*** Opening of Passage ***
There were few reports of the soldiers firing into the marching crowds in the last two days. Instead, they managed to disperse most of the demonstrators by firing over their heads.

At least two demonstrators were killed by gunfire during these confrontations. But front officials put the blame elsewhere, contending that demonstrators may have shot members of their own crowds to exacerbate sentiment against the city's new occupiers.

Diplomats who met Democratic Front officials Thursday said they seemed to believe that the demonstrations were organized by members of the former government to undermine the fragile peace.

"We tried to shoot upwards," said Col. Alemseged Gamlak, a member of the military command in Addis Ababa, "but the armed gangs were also shooting. We suspect the wounded and dead elements (demonstrators) are the result of the deliberate conspiracy of the armed gangs."

Democratic Front officials told Western diplomats that their troops suffered some casualties during the demonstrations. But no independent witnesses could be found who saw any demonstrators using or carrying firearms or any soldiers slain or injured in the confrontations Wednesday and Thursday.

There was still no word of the whereabouts of former acting President Tesfaye, who assumed power here after former dictator Mengistu Haile Mariam fled into exile May 21. He has not been seen since the afternoon before the rebels entered the city.
*** Close of Passage ***
• _Apply what you read_
1. In the report on the Addis Ababa demonstrations, change "gunfire" to "rifle fire" and give again the part that opens with the words containing "At least two" and closes with "city's new occupiers.".
2. According to the report on the Addis Ababa demonstrations, why do front officials suggest that demonstrators may have shot members of their own crowds?
3. In the report on the Addis Ababa demonstrations, on what date did former dictator Mengistu Haile Mariam flee into exile?
The data that come after this point are not needed for any task.
*** Opening of Collected data ***
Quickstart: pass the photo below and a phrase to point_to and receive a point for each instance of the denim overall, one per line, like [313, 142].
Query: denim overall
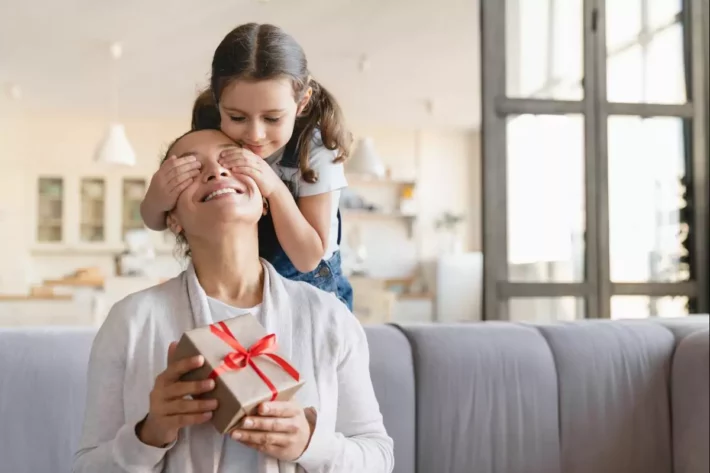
*** Close of Collected data ***
• _Solved problems_
1.
At least two demonstrators were killed by rifle fire during these confrontations. But front officials put the blame elsewhere, contending that demonstrators may have shot members of their own crowds to exacerbate sentiment against the city's new occupiers.

2. Front officials contend that demonstrators may have done so to exacerbate sentiment against the city's new occupiers.

3. May 21.